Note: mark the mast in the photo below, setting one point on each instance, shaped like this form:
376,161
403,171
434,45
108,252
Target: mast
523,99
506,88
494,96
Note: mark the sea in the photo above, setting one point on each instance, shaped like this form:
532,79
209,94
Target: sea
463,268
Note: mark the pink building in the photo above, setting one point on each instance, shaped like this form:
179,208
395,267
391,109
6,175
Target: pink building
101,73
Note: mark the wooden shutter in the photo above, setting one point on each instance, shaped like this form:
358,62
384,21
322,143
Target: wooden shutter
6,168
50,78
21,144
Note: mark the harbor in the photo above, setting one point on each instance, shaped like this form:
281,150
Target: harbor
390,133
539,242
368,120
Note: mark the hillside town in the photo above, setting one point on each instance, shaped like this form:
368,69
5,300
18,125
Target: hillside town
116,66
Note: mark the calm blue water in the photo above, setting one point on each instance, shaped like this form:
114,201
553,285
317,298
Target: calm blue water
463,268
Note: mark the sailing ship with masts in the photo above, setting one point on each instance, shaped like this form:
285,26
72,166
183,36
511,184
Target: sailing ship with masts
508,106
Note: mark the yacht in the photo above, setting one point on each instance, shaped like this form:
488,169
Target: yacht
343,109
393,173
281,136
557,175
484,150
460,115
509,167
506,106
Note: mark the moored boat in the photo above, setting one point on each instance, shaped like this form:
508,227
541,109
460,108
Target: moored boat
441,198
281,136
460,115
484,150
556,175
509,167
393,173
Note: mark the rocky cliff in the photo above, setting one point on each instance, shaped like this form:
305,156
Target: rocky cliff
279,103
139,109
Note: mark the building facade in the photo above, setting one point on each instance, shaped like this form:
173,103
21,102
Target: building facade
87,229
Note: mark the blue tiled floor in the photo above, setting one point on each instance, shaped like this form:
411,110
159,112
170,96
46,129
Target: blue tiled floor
-=-=-=-=-
EXERCISE REQUIREMENTS: Reproduce the data exactly, altering nothing.

ANSWER TO THE PROBLEM:
Note: mark the mast in the photo below, setting one point on each instance, shaped like this form:
376,161
403,171
434,45
108,252
Target: mast
523,99
506,88
494,96
Note: mark the sea in the photo above, setting one point on each instance, shaped like this form:
532,79
209,94
Target: sea
463,268
Note: mark the pink building in the photo above, setting one point on each instance, shaped like this form:
179,208
395,267
391,109
6,175
Target: pink building
101,73
Note: mark the wooden shutter in the photo above, setting one point on each instance, shaped like this form:
358,62
384,21
322,143
Target: wooden shutter
6,168
50,78
21,144
Note: mark the harbor in the photo above, setting one point on each instance, shaped like this form:
281,150
Target: harbor
390,133
539,242
368,120
Note: mark the hillside town in the photo above, setting one point on each instance, shaped like this form:
368,69
5,300
18,125
Target: hillside town
116,66
Note: mark the calm blue water in the photo above, setting one point on each instance, shaped like this form:
114,201
553,285
317,298
Target: calm blue water
463,268
Note: mark the sailing ship with masts in the photo above, setting one point on each instance, shaped like this form:
285,26
72,166
183,36
511,184
Target: sailing ship with masts
508,106
Note: mark the yacht in the photo above, setting one point on each instance, shaped like this form:
488,169
Target: yacht
343,109
393,173
281,136
557,175
484,150
460,115
509,167
506,106
Note: mark the moored boat in the photo above, setting one point on each instance, shaped like this form:
508,227
541,109
460,108
Target: moored boat
441,198
281,136
460,115
484,150
556,175
509,167
393,173
Note: mark the rocky cliff in the photo above, setting one point on each instance, shaped like this form:
305,156
Target: rocky cliff
279,103
139,109
Note: mark the building facade in the photo above, setting one point on each instance, shaped like this form:
173,103
21,102
Target: building facade
87,229
Note: mark the blue tiled floor in the photo above, setting one point on each instance, shaped like this form:
411,110
159,112
170,96
46,129
Target: blue tiled floor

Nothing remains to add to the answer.